Point labeling examples:

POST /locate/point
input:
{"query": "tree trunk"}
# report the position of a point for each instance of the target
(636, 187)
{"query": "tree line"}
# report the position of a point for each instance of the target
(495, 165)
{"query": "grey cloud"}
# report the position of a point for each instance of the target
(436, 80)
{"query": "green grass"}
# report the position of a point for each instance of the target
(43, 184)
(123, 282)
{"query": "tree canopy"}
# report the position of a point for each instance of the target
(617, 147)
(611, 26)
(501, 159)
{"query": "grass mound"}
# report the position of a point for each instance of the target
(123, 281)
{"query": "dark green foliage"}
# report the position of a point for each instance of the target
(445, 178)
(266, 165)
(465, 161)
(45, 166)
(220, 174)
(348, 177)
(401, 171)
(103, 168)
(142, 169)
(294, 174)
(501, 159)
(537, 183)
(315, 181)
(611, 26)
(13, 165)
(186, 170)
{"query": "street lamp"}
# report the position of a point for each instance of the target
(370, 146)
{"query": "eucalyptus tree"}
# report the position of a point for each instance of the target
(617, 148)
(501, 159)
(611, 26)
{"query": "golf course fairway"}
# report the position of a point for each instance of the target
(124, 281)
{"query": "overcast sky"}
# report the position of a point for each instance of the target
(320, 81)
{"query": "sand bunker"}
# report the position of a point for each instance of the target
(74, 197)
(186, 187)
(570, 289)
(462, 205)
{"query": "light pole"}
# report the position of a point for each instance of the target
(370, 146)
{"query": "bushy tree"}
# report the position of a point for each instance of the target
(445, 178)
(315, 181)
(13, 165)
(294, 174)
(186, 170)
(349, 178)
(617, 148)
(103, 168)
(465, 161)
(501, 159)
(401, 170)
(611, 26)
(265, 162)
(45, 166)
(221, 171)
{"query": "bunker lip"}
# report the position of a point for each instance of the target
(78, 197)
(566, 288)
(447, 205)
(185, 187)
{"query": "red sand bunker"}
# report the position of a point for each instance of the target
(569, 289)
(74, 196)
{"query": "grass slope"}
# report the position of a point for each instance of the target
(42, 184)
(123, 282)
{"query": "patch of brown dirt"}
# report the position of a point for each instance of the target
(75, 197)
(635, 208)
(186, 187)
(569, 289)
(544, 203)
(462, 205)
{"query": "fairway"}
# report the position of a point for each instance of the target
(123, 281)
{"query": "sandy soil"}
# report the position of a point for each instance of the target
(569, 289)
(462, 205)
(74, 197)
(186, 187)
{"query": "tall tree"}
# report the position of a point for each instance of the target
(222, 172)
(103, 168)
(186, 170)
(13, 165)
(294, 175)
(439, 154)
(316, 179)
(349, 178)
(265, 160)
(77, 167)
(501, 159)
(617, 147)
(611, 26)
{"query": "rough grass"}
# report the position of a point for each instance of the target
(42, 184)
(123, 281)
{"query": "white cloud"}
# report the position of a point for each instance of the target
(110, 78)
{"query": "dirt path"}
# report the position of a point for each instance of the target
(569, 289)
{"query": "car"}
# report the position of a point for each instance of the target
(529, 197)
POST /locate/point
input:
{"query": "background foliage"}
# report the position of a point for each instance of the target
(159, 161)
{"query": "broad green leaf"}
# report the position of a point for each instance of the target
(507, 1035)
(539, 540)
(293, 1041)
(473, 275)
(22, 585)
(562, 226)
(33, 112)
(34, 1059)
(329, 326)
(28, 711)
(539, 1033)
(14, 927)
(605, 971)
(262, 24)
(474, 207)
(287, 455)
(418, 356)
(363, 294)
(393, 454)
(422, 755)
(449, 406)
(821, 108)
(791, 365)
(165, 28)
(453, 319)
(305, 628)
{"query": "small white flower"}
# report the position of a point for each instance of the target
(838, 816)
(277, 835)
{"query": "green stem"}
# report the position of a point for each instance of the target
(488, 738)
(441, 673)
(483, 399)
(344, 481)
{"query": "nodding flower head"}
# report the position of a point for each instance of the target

**GOAL:** Exactly reproduce all of the entries.

**CORRECT OUTPUT:**
POST /locate/point
input:
{"query": "tree trunk"}
# report the position of a point for each instance of the target
(636, 187)
{"query": "tree line"}
# report the position of a point for each instance of the target
(495, 165)
{"query": "grey cloud"}
# report the position of a point for each instance of the target
(436, 80)
{"query": "green grass"}
# report the position of a point for each instance of the target
(43, 184)
(123, 282)
{"query": "tree canopy"}
# report the position of a point for each instance of the target
(617, 147)
(611, 26)
(501, 159)
{"query": "grass mound"}
# report the position of a point for each instance of the target
(123, 281)
{"query": "dark green foliage"}
# report the position of a point for each instance of the target
(445, 178)
(266, 165)
(465, 161)
(45, 166)
(220, 174)
(348, 177)
(401, 171)
(103, 168)
(142, 169)
(294, 174)
(501, 159)
(537, 183)
(315, 181)
(611, 26)
(13, 165)
(186, 170)
{"query": "street lamp"}
# report the position of a point for each instance of the target
(370, 146)
{"query": "eucalyptus tree"}
# report the position of a point for each instance of the target
(617, 148)
(501, 159)
(611, 26)
{"query": "golf course fairway"}
# report the position of a point for each instance of the target
(124, 281)
{"query": "overcast sky"}
# report the position of a point for each instance of the target
(320, 81)
{"query": "sand bunker"}
# report the position of a point for each instance of the target
(74, 197)
(186, 187)
(570, 289)
(462, 205)
{"query": "light pole"}
# report the position of a point for each instance of the target
(370, 146)
{"query": "bushy tree"}
# report the position of a point for each instance of the target
(445, 178)
(315, 181)
(13, 165)
(294, 174)
(186, 170)
(349, 178)
(617, 148)
(103, 168)
(465, 161)
(501, 159)
(401, 170)
(611, 26)
(265, 162)
(45, 166)
(221, 171)
{"query": "bunker lip"}
# report the position of a point for each instance of the target
(78, 197)
(566, 288)
(447, 205)
(185, 187)
{"query": "red sand bunker"}
# report the position of a point for each instance of the target
(569, 289)
(74, 196)
{"query": "grass slope"}
# report the position of a point for each instance of the target
(42, 184)
(123, 282)
{"query": "patch of brown dirt"}
# report the position of a point for each instance of the target
(75, 197)
(635, 208)
(186, 187)
(569, 289)
(544, 203)
(462, 205)
{"query": "fairway"}
# report the position of a point for each instance of the target
(123, 281)
{"query": "sandy soil"}
# report the position of a point for each instance of the target
(569, 289)
(462, 205)
(74, 197)
(186, 187)
{"query": "tall tree"}
# report the position of a point for each instance of the target
(222, 172)
(103, 168)
(186, 170)
(13, 165)
(294, 175)
(439, 154)
(316, 179)
(349, 178)
(265, 160)
(77, 167)
(501, 159)
(617, 147)
(611, 26)
{"query": "rough grass"}
# report the position of a point for each instance of the target
(42, 184)
(123, 281)
{"query": "white cloud"}
# report the position of a point for each instance of the target
(110, 78)
{"query": "dirt path"}
# report the position of a point for each instance of the target
(569, 289)
{"query": "car"}
# report the position of a point for each instance of the target
(529, 197)
POST /locate/point
input:
{"query": "background foliage"}
# report the position of a point for each instance of the target
(159, 161)
{"query": "broad green leaf"}
# report the position of a point for each instance of the target
(507, 1035)
(539, 540)
(293, 1041)
(473, 275)
(22, 585)
(562, 226)
(33, 112)
(34, 1059)
(329, 326)
(28, 711)
(539, 1033)
(14, 927)
(605, 971)
(262, 24)
(474, 207)
(287, 455)
(418, 356)
(363, 294)
(393, 454)
(422, 755)
(449, 406)
(821, 108)
(791, 365)
(165, 28)
(453, 319)
(305, 628)
{"query": "small white flower"}
# report the position of a point for each instance of the target
(838, 816)
(277, 835)
{"query": "green stem"}
# report the position of a point for each instance of the target
(488, 738)
(441, 673)
(483, 399)
(344, 481)
{"query": "nodding flower head"}
# report the position of a point for each instance of the target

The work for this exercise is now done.